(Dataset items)
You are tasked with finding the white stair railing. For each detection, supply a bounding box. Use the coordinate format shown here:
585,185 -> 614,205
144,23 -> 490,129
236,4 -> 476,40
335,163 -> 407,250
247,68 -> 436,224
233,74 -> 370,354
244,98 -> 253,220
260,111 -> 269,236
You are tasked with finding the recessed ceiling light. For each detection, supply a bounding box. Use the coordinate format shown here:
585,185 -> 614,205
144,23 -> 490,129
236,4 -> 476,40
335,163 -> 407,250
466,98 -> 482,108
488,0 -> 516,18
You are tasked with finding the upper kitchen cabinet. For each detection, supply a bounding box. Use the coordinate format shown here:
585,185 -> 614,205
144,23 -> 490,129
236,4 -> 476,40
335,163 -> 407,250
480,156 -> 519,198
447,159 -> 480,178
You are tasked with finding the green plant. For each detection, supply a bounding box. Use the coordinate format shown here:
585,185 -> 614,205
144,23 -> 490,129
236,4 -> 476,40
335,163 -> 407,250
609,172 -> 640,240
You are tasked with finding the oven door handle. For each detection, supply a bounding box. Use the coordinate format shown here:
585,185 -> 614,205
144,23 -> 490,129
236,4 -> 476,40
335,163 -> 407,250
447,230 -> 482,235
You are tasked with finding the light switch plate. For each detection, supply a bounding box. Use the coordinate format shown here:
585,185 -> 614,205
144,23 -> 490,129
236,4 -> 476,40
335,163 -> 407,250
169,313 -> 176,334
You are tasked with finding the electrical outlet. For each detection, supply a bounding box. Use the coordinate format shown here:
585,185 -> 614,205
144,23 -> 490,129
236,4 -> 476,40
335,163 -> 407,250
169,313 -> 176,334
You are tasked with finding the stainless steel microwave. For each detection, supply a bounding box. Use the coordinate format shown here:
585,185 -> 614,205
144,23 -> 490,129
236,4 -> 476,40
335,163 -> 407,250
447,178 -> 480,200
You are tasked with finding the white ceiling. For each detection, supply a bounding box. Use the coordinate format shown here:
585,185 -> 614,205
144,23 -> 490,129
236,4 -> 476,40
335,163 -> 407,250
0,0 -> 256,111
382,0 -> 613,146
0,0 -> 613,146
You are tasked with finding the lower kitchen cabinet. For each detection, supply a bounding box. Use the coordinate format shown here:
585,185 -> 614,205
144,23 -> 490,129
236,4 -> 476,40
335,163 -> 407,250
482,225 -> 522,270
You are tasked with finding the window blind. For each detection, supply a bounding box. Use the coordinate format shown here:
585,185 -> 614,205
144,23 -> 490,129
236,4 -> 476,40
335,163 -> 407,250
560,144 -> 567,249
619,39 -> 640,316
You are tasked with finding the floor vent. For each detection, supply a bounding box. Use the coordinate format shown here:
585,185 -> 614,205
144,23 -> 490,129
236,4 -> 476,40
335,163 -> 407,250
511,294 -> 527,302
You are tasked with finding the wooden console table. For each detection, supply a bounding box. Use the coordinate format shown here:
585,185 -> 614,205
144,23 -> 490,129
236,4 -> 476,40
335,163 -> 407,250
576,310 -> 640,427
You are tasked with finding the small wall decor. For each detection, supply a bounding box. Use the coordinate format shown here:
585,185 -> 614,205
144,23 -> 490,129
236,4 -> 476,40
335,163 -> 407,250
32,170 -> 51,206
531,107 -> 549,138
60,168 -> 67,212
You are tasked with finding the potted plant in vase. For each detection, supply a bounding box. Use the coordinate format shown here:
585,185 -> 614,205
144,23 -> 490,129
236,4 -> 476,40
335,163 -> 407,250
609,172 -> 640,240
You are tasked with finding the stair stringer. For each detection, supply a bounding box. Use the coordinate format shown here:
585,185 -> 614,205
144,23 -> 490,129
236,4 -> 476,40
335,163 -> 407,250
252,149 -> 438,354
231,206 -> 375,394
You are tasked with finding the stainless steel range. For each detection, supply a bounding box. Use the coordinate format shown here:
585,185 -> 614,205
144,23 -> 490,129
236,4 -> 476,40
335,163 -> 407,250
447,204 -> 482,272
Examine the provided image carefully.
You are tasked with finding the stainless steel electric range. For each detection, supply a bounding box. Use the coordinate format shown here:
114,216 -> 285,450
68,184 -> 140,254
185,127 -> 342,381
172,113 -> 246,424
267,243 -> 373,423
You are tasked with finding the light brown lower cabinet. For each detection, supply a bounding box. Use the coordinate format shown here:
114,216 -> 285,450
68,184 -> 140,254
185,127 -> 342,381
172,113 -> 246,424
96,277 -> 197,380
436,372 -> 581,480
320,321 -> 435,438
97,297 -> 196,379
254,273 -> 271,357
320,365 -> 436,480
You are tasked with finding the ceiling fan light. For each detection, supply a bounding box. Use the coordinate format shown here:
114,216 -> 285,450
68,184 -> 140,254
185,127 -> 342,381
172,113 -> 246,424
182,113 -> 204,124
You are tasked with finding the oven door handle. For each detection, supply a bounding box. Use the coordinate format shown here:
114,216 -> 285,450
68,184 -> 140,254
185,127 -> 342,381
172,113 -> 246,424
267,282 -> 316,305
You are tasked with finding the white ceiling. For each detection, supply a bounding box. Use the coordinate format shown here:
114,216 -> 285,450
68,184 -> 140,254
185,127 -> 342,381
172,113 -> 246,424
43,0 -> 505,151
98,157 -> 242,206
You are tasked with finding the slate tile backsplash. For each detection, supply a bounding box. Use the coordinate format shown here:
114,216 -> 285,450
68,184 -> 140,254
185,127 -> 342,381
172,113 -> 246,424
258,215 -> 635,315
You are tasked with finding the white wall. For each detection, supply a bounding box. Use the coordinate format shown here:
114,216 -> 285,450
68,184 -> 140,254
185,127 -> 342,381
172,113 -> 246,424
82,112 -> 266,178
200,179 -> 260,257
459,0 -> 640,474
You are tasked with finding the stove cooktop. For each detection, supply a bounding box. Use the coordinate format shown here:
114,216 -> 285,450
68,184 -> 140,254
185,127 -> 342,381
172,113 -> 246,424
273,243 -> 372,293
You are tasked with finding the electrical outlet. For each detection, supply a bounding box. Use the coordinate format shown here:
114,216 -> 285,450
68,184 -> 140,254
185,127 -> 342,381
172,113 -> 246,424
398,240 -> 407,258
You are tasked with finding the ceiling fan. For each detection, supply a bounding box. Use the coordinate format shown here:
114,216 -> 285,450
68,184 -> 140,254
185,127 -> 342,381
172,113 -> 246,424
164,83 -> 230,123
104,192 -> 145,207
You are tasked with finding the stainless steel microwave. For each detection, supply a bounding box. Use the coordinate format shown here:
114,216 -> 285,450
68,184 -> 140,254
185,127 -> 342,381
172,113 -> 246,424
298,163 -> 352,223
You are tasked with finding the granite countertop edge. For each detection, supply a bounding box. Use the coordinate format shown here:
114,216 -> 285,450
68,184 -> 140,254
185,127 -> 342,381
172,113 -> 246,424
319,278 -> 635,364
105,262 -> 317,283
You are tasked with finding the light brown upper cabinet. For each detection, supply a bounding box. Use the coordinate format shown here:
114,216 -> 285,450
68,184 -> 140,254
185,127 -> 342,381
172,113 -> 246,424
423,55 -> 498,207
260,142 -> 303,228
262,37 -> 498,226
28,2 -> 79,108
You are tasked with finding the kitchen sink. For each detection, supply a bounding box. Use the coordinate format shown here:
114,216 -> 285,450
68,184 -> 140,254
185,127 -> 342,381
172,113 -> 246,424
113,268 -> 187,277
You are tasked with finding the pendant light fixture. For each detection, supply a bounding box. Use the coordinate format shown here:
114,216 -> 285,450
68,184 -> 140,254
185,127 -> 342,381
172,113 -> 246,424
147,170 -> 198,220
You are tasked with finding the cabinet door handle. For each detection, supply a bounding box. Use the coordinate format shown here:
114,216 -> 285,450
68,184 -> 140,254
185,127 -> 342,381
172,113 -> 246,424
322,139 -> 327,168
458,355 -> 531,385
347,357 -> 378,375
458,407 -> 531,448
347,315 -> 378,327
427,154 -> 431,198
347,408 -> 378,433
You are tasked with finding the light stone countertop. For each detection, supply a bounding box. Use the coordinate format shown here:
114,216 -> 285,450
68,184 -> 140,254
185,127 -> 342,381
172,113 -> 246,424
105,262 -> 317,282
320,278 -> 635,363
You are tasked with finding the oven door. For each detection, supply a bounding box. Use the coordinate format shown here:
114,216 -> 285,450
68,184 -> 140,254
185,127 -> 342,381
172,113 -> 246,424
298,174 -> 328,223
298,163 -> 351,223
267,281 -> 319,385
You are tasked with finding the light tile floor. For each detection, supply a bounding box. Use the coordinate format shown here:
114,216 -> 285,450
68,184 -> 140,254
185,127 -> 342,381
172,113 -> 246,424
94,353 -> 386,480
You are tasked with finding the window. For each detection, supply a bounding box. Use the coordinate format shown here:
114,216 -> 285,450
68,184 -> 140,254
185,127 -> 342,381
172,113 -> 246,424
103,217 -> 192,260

TO BE DONE ::
Tally the lines in the rows above that contain the word "door". Give only the number.

FINAL RESULT ::
4